Among the entries below, one line contains "Would you be able to point at the row" and another contains "Would you be able to point at the tree with orange". Transcribe those two lines and every line between them, exactly.

[Supplied data — start]

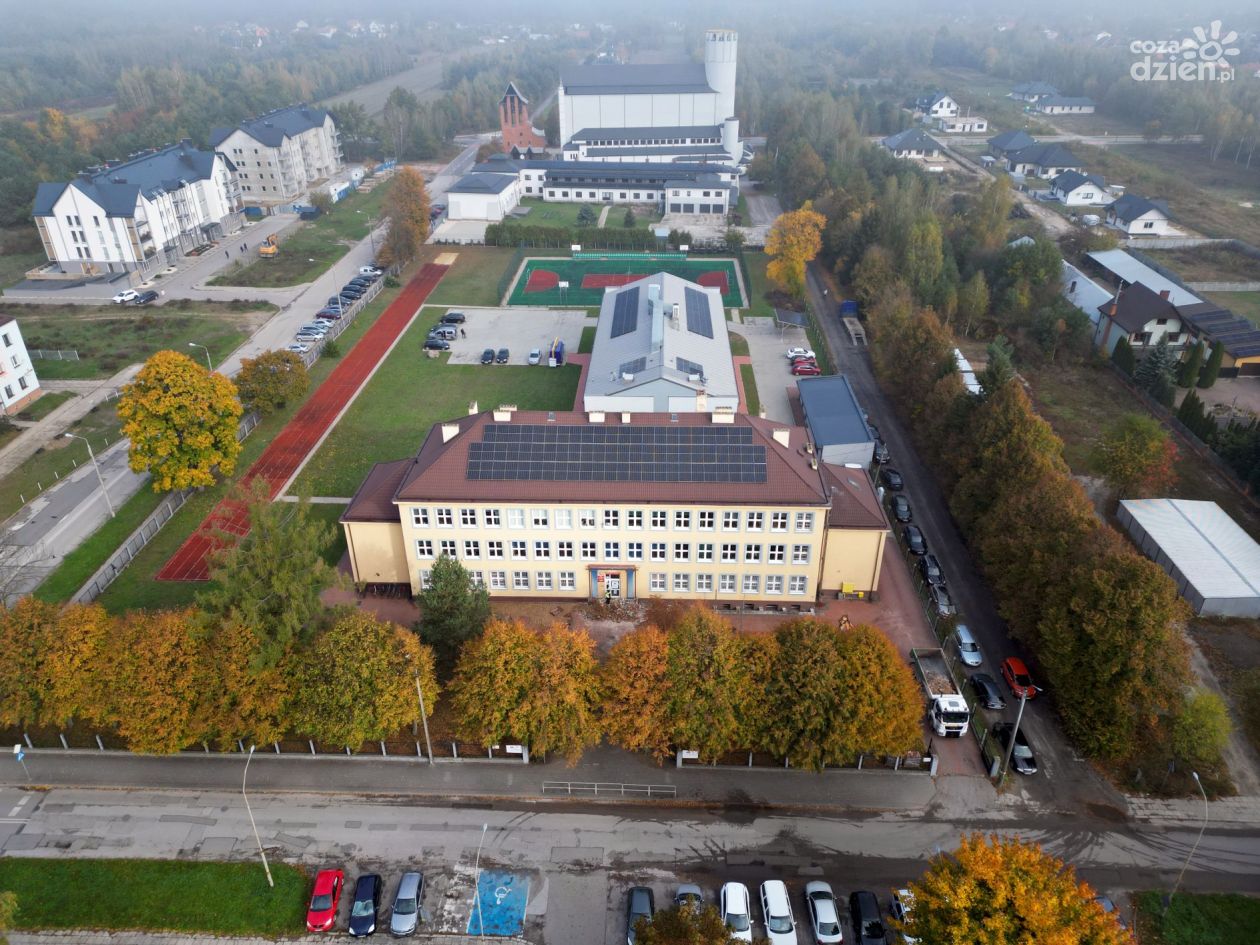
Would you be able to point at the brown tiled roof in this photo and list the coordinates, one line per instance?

[Supplied data — finish]
[Supplied data — start]

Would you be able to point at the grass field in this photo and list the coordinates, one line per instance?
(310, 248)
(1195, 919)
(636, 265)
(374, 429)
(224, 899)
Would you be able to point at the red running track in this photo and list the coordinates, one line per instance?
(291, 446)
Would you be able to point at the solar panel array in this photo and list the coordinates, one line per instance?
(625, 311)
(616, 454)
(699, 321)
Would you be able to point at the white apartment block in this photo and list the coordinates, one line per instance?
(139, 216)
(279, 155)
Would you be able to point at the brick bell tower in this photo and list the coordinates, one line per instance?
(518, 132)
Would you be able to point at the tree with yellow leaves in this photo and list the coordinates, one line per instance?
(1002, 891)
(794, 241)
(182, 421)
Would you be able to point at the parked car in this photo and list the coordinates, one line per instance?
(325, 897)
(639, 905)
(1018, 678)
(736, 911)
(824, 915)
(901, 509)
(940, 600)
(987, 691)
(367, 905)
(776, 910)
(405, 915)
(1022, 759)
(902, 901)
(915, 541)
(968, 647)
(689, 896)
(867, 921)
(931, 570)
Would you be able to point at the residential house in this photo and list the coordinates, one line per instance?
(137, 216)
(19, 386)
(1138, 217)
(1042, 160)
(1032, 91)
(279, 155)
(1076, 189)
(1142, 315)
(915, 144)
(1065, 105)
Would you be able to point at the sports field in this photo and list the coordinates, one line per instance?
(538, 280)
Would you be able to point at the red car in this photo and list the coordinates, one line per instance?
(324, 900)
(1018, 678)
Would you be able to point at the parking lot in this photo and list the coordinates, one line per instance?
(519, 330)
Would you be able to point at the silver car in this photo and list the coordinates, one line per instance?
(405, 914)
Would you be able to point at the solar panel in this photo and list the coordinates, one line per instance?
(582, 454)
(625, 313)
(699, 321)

[Supplied data — finish]
[Supplied data — start]

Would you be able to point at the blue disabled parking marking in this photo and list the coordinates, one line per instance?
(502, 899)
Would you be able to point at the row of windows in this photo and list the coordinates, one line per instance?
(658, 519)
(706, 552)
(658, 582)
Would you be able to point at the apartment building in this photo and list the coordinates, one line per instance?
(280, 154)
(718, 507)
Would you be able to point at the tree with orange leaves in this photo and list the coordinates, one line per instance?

[Supplied data — finish]

# Exercise solution:
Would you be able to point at the row of windows in this photo and list the coordinates, one line per instance?
(658, 519)
(706, 552)
(658, 582)
Would you be able to point at the apartment building in this photo and list the coordinates, one line per instance?
(280, 154)
(718, 507)
Would you be able to point at the tree with orange leaves in this photo and list the coordinates, one line per instance?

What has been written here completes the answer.